Como se sabe, as questões públicas são recorrentes e muitas vezes reaparecem combinadas em outras configurações dos temas coletivos sem que nos apercebamos dessa historicidade.

Hoje em dia, com a maior aglutinação dos movimentos sociais junto ao Fórum Social Mundial – WSF, inclusive pela Internet (veja aqui o link para OpenFSM: http://openfsm.net/ ), acrescido da  maior influência junto ao Parlamento Europeu da corrente Europe Ecologie (veja aqui o link: http://www.europeecologie.fr/) a questão pública da ecologia desdobrando-se na crítica ao produtivismo revela-se um marco de recorrência para contestar a atribuição de valor absoluto para a idéia de que mais bens materiais fazem crescer a felicidade, lema produtivista este em que participa o utilitarismo moderno, como filosofia pública do que tem utilidade para o maior número.

Expandindo-se como mensagem cativante aos progressistas da época, (as idéias de democracia, progresso e de direito à escolha são três idéias que podiam ser explicadas em termos utilitaristas liberais) a influência do utilitarismo no século 19 e começos do século 20 não foi somente uma ideologia restrita aos economistas.

Pelo contrário, na medida em que colocou em pauta a questão dos critérios de valor de uma norma, relacionando-a a sua utilidade como  imagem de felicidade para o maior número, como se sabe, o utilitarismo suscitou reações em vários meios intelectuais, notadamente entre os sociólogos diligentes como Émile Durkheim, que aí contestou o eudemonismo.

Com certeza trata-se de um aspecto pouco explorado no estudo da obra de Durkheim. Além de deixá-lo contra a corrente, sua conhecida oposição ao utilitarismo como questão pública, referida por seus continuadores como Georges Gurvitch, tivera notado alcance em sua elaboração intelectual, especialmente para a sociologia da vida moral, de tal sorte que um comentário aprofundado a respeito disto pudera revelar o interesse deste mestre da sociologia para os movimentos sociais em época de questionamento da ideologia produtivista, como hoje em dia, tanto mais que, ao pesquisar a realidade da consciência coletiva, Durkheim antecipou o fato de que não há comunicação sem o psiquismo coletivo.

Com efeito, a crítica ao produtivismo comporta preliminarmente duas orientações que simplificando podemos designar no seguinte: (a) "capitalismo verde": admite um crescimento mais desmaterializado, com menos CO2, por exemplo; e (b) "new deal verde": preconiza como necessário um pequeno decrescimento econômico nos países mais ricos. O problema que desafia a ambos é superar o imperativo da busca de crescimento constante a que se costuma associar o Homo Faber.  

Faz-se a justa crítica de que todas as formações políticas de direita ou de esquerda partilharam até o começo dos anos 1980 a noção de que a vocação do homem é produzir, fazendo da técnica e da tecnologia o principal instrumento de sua emancipação. O "ideal" entre aspas dessas formações é que o investimento aumente a produtividade do trabalho, e diminua pela utilização das máquinas o tempo socialmente necessário à produção de bens.

(Detalhes do problema)
Prolongue o texto sobre Durkheim e a crítica ao produtivismo a partir do ponto em que ele termina. Os registros formam um material separado do texto acima.

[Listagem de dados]
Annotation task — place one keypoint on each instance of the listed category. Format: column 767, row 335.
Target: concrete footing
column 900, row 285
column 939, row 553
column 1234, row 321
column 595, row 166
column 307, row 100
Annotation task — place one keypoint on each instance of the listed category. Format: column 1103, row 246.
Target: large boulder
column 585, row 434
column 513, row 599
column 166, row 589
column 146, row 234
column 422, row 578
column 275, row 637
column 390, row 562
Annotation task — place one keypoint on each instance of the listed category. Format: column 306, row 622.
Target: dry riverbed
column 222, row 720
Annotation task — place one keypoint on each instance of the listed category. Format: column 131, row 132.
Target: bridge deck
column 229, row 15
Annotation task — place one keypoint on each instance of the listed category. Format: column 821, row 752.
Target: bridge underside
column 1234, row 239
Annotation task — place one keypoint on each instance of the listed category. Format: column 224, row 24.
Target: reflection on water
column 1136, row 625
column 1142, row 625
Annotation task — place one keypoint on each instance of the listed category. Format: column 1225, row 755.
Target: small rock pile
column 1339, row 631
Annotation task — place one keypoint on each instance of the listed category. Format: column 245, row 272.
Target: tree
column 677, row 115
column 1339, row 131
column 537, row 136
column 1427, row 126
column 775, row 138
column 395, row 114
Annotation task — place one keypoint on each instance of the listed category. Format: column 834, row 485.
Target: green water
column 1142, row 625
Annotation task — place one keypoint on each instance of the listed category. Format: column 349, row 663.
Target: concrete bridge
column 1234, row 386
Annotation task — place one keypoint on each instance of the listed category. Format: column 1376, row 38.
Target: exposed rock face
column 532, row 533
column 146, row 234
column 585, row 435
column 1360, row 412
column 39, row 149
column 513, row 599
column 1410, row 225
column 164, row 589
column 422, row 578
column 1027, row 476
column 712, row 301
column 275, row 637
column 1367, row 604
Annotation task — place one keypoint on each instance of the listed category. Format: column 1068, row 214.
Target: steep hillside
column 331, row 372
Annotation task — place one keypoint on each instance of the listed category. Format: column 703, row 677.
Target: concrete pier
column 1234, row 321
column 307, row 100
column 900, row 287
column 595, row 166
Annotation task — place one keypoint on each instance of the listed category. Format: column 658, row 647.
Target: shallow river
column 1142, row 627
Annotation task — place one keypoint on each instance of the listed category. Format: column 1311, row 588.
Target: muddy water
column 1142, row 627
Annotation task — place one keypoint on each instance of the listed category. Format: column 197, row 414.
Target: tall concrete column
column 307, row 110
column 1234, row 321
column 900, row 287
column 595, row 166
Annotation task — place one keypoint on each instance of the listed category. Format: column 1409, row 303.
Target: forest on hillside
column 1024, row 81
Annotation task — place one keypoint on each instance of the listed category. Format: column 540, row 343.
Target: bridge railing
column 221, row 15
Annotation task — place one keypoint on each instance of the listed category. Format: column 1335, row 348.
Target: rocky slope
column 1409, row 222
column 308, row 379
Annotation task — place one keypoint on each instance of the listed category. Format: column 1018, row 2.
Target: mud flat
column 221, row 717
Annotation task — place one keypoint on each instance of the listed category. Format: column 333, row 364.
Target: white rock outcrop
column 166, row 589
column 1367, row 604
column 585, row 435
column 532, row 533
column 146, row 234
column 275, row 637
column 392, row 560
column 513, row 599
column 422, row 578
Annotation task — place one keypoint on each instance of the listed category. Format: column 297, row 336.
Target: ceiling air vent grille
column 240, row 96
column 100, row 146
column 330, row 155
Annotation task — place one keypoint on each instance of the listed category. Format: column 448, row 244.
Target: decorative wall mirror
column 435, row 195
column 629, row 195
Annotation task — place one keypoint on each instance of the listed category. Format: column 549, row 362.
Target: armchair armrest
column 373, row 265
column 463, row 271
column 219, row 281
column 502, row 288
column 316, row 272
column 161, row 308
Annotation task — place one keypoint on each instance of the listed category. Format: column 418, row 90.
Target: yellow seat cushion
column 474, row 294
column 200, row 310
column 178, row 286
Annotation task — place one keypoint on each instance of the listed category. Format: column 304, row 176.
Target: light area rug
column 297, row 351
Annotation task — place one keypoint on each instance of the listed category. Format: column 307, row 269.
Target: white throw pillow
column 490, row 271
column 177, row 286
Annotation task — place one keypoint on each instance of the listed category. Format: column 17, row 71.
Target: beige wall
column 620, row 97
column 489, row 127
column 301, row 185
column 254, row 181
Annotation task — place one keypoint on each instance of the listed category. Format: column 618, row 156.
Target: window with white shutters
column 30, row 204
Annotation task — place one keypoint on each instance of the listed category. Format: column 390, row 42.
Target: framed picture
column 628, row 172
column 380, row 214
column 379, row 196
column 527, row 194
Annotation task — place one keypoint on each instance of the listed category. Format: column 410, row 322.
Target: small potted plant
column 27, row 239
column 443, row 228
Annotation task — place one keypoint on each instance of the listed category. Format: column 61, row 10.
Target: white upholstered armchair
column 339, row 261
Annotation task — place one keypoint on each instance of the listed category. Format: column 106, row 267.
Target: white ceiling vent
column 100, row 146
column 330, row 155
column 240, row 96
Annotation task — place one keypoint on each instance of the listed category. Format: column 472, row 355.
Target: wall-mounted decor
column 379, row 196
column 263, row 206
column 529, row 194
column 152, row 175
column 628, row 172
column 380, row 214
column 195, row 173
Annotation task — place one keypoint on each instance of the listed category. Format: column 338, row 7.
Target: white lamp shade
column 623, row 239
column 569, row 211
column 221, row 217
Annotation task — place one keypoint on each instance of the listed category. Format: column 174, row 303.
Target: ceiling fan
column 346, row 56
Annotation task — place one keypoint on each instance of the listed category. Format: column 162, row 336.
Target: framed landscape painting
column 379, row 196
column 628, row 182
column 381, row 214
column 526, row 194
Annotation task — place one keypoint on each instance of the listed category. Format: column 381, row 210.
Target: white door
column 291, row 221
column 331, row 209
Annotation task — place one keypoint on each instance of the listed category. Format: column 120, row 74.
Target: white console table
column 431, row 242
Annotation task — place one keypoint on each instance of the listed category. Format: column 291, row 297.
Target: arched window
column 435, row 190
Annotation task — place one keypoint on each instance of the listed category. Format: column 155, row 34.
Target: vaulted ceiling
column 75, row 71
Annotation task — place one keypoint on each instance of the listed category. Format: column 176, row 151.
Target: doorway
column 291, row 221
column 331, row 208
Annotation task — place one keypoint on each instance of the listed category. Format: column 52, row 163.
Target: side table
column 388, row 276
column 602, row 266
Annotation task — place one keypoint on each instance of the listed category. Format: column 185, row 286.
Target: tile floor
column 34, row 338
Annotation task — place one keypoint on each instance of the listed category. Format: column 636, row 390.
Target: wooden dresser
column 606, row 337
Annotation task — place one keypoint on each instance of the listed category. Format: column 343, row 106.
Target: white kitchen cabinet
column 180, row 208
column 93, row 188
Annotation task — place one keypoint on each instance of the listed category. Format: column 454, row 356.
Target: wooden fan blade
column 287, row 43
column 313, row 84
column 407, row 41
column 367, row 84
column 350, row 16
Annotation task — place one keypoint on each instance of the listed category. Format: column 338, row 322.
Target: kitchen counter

(Resultado)
Neste sentido, haveria a superar com urgência um culto da produção e da abundância associado à revolução Industrial,  com seus efeitos negativos cada vez mais acentuados, tais como a destruição da biodiversidade, a rarefação dos recursos, o aquecimento global, a acumulação de poluições e dejetos para além do limite crítico de regeneração da biosfera, da água dos rios, e de toda a capacidade de recarga do planeta. Efeitos esses mensurados pela "Ecological Footprint" ( Huella Ecológica ou Marca Ecológica) de que nos fala o "Living Planet Report 2008" (veja aqui o link:

http://www.panda.org/about_our_earth/all_publications/living_planet_report/ )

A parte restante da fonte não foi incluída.